> Задания
1. Перечислите в порядке появления все годы, названные в тексте о Тарасе Шевченко.
2. Выведите без изменений всё, что идёт в тексте о Тарасе Шевченко от слов «Далеко не каждому, согласитесь, удаётся» вниз до слов «был сам народ!» включительно.

***** Исходный текст *****

Тарас Шевченко родился в селе Моринцах Киевской губернии 25 февраля (9 марта) 1814 года, чем принудил общественность к празднованию в 1914 году своего 100-летия (очень скромно, чему препятствовала существовавшая на то время имперская система народного просвещения), в 1964-м - 150-летия (прошло гораздо веселее, т.к. вымерли не только знавшие Шевченко лично, но и авторы хоть в чём-то отклонявшихся от единственно правильных, официально утверждённых, его биографий). В нынешнем, 2014 году решено гульнуть по поводу 200-летия со дня его появления в этом мире.
Далеко не каждому, согласитесь, удаётся заставить всенародно отмечать день своего рождения. И в этом уже просматривается гениальность «Великого Кобзаря»!
А знаете ли вы, что родительницей Тараса была сначала записана некая Агафья? Потом это имя вытерли, и вписали в соответствующую графу Екатерину, жену крестьянина Григория Шевченко. Биографы маленько бьются над этой загадкой, а зря: это свидетельствует лишь о том, что матерью Шевченко был сам народ!
Какой народ был матерью (и отцом) Шевченко? Вокруг появившегося на свет Тараса Шевченко был только малороссийский народ. Но его объявили «великим сыном» никогда не существовавшего прежде «украинского народа», который, в свою очередь, родится только через 104 года после рождения самого Тараса, в 1918 году. В чём тоже, конечно, просматривается загадка, на сей раз неразрешимая.
Тарас Шевченко очень любил и свою мать, и старшую сестру, которую тоже звали Екатериной. В честь них героиню самой известной своей поэмы о покрытке (прижившей ребёнка вне замужества, «от проезжего молодца») он назвал, естественно, Екатериной. А обобщённый образ этой Екатерины он, Шевченко, воплотил в одноименной же, единственной своей академической картине, написанной маслом. За что его, Шевченко, стали называть не только поэтом, но и художником. Причём «великим». Это тоже, следует отметить, надо уметь - с одной-единственной картины, да сразу и в корифеи.
Из крепостного состояния Тараса Шевченко выкупила, устроив складчину, семья правящего императора Николая І. Однако, чтобы не подводить всех будущих борцов с самодержавием, Шевченко впоследствии не только отрицал очевидный факт, но и всячески поносил в своих стихах и царя, и царицу. Из-за этого, и вместо того, чтобы наградить талантливого самородка с полностью атрофированным чувством благодарности, графским титулом, поместьем с крепостными и орденом св. Владимира «за гражданские заслуги», а также назвать его именем недавно открытый Киевский университет (эту несправедливость придётся потом исправлять большевикам), царь Николай І сослал Тараса Шевченко в солдаты, в Оренбургский корпус. Царь, злобствуя, запретил поэту не только писать - но и рисовать (ужас какой!) - невзирая на то, что в Европе росла и ширилась слава придворного художника Петера Фенди, рисовальщика зажигательных картинок. А ведь наш-то на голову превосходил австрияка! - если тот изображал некие абстракции, этот - саму императрицу, свою благодетельницу. Решительно отбросив, так сказать, всякое ложное чувство не только благодарности, но и стыда!

***** Извлечённые строки *****

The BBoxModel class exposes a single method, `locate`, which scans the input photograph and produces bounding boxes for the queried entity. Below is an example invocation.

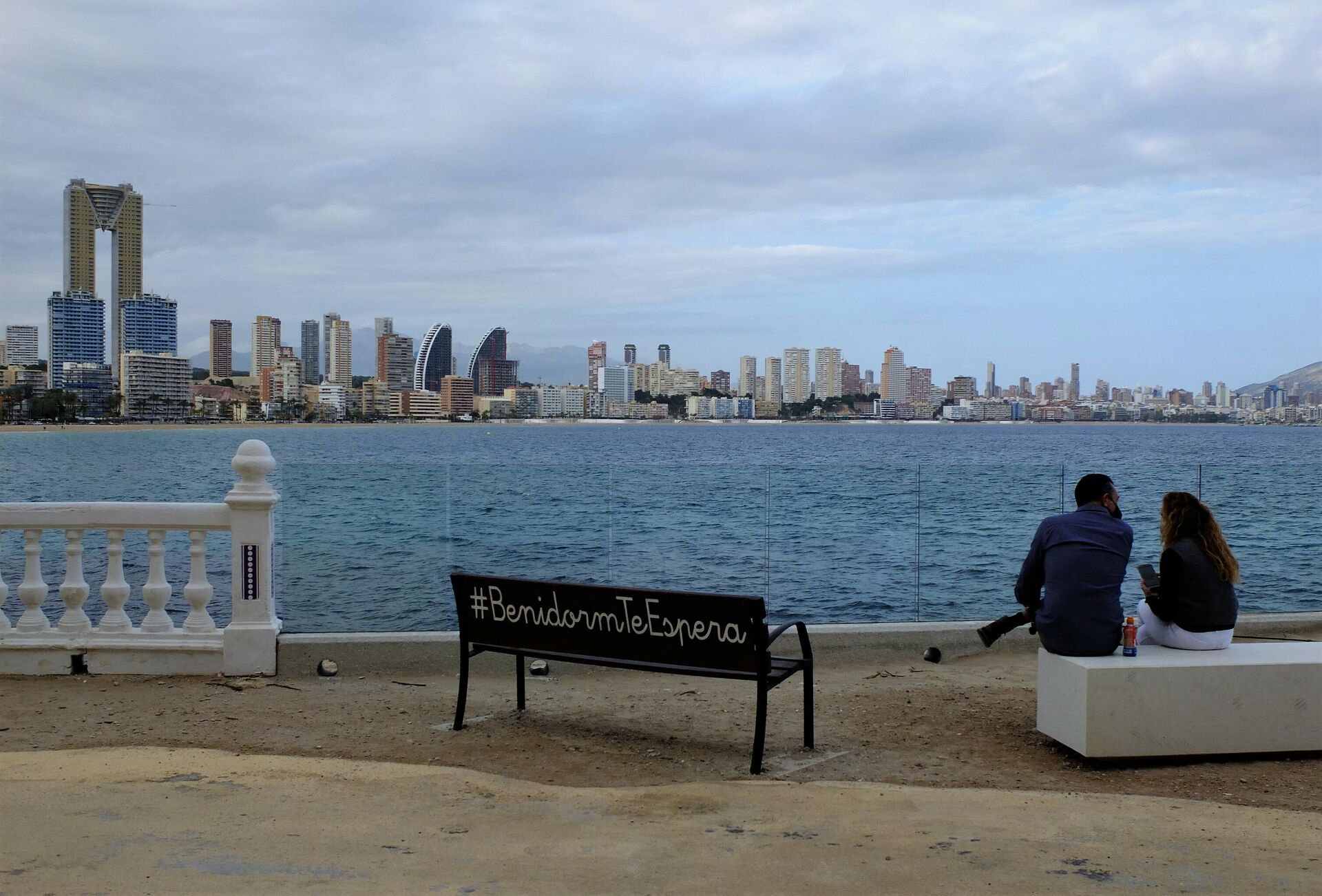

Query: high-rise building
[46,290,106,389]
[377,333,414,392]
[839,361,863,395]
[757,356,784,405]
[249,314,280,376]
[904,367,932,402]
[119,299,178,354]
[780,348,812,405]
[587,340,605,389]
[322,310,339,378]
[211,320,234,379]
[468,326,518,395]
[119,352,193,419]
[299,317,322,383]
[326,317,353,389]
[63,177,143,376]
[412,323,454,392]
[813,345,841,398]
[4,323,37,365]
[877,345,904,402]
[739,354,757,398]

*****

> Ответы по порядку
1. В тексте названы годы 1814, 1914, 1964, 2014 и 1918.

2.
Далеко не каждому, согласитесь, удаётся заставить всенародно отмечать день своего рождения. И в этом уже просматривается гениальность «Великого Кобзаря»!
А знаете ли вы, что родительницей Тараса была сначала записана некая Агафья? Потом это имя вытерли, и вписали в соответствующую графу Екатерину, жену крестьянина Григория Шевченко. Биографы маленько бьются над этой загадкой, а зря: это свидетельствует лишь о том, что матерью Шевченко был сам народ!